• Estratto scelto:

----------------

Non è un “Bilancio Sociale”, ma giustappunto un mix ibrido e confuso tra un “Bilancio di Sostenibilità” (secondo una impostazione internazionale che è retoricamente schematica, basata sui succitati parametri “Esg” dell’Agenda Onu 2030) e la cosiddetta “Dichiarazione Non Finanziaria” alias “Dnf” (cui sono obbligate per legge – come abbiamo già segnalato – le imprese di grandi dimensioni, anche se non quotate in borsa).
Bilancio 2021: i ricavi crescono complessivamente del 7 % (da 2,5 a 2,7 miliardi di euro), canone + 6 %, pubblicità + 16 %
Estrapoliamo i dati economici 2021 (in attesa del bilancio di esercizio) del Gruppo Rai, qui disvelati in assoluta anteprima:
- ricavi:
passano dai 2.509 milioni del 2020 ai 2.688 milioni del 2021 (ovvero + 7 %, + 179 ml)
di cui:
- canone:
cresce da 1.726 milioni del 2020 a 1.820 milioni del 2021 (+6 % ovvero +94 milioni)
- pubblicità:
cresce dai 588 milioni del 2020 ai 682 milioni del 2021 (+16 % ovvero +94 milioni)
- altri ricavi:
scendono dai 205 milioni del 2020 ai 186 milioni del 2021 (-9 % ovvero -19 milioni).
Si ricorda che tra gli “altri ricavi” rientrano convenzioni con lo Stato ed operazioni commerciali, ma su questi dati, nemmeno dal bilancio di esercizio emerge alcun dettaglio, ed anche questo riteniamo sia un grave deficit di trasparenza…
Da segnalare la crescita dei ricavi pubblicitari, con un’impennata di ben il 16 % del 2021 sul 2020, ma la pubblicità diviene variabile a rischio dato che dal 2022 la Rai è sottoposta a più rigidi limiti di affollamento rispetto al 2021…
Il “Bilancio di Sostenibilità” non riporta 1 numero uno in relazione ai costi (emerge soltanto un dato di 7,1 milioni di utile prima delle imposte, a fronte dei 15,5 milioni del 2020), e quindi non possiamo che riportare quel che la Presidente Soldi e l’Ad Fuortes scrivono nell’introduzione: “con riferimento all’andamento economico finanziario dell’anno 2021, si evidenzia che l’esercizio si è chiuso con un risultato netto consolidato in pareggio e con una posizione finanziaria netta (escluse le passività per leasing operativi, pari a 45,3 mln di euro) negativa per 503,4 mln di euro”. Sullo specifico indicatore, precisano: “comunque attestata su livelli di sostenibilità e in lieve miglioramento rispetto all’esercizio precedente” (pag. 5).

----------------

• Dati mostrati:
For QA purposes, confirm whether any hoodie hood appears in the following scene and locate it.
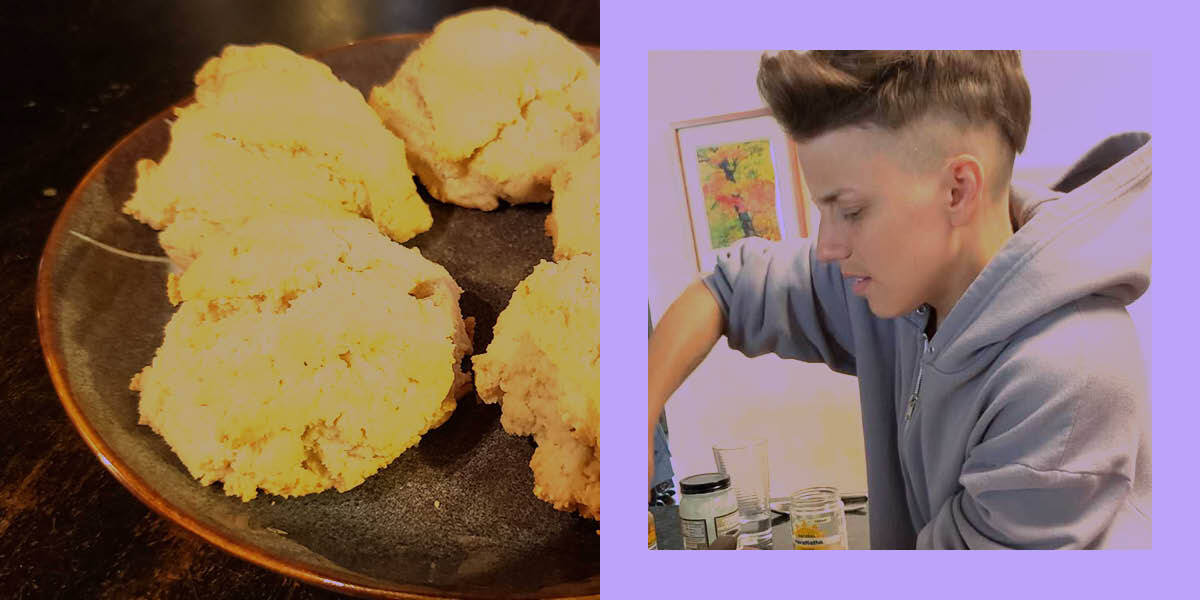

----------------

• Elenco compiti:
**1)** Rispondi a queste domande sull'estratto relativo ai conti Rai:
(a) Da quale cifra a quale cifra passa la pubblicità tra il 2020 e il 2021?
(b) Che cosa rientra tra gli "altri ricavi"?
(c) Quale utile prima delle imposte per il 2021 riporta il "Bilancio di Sostenibilità"?
**2)** Dall'estratto relativo ai conti Rai, riporta parola per parola il passo che va da "Bilancio 2021: i" fino a "7 %, + 179 ml)" incluso.

• Soluzioni dell'esercizio:
**1)**
(a) Dai 588 milioni del 2020 ai 682 milioni del 2021 (+16 %, ovvero +94 milioni).
(b) Convenzioni con lo Stato e operazioni commerciali.
(c) 7,1 milioni, contro i 15,5 milioni del 2020.

**2)**
Bilancio 2021: i ricavi crescono complessivamente del 7 % (da 2,5 a 2,7 miliardi di euro), canone + 6 %, pubblicità + 16 %
Estrapoliamo i dati economici 2021 (in attesa del bilancio di esercizio) del Gruppo Rai, qui disvelati in assoluta anteprima:
- ricavi:
passano dai 2.509 milioni del 2020 ai 2.688 milioni del 2021 (ovvero + 7 %, + 179 ml)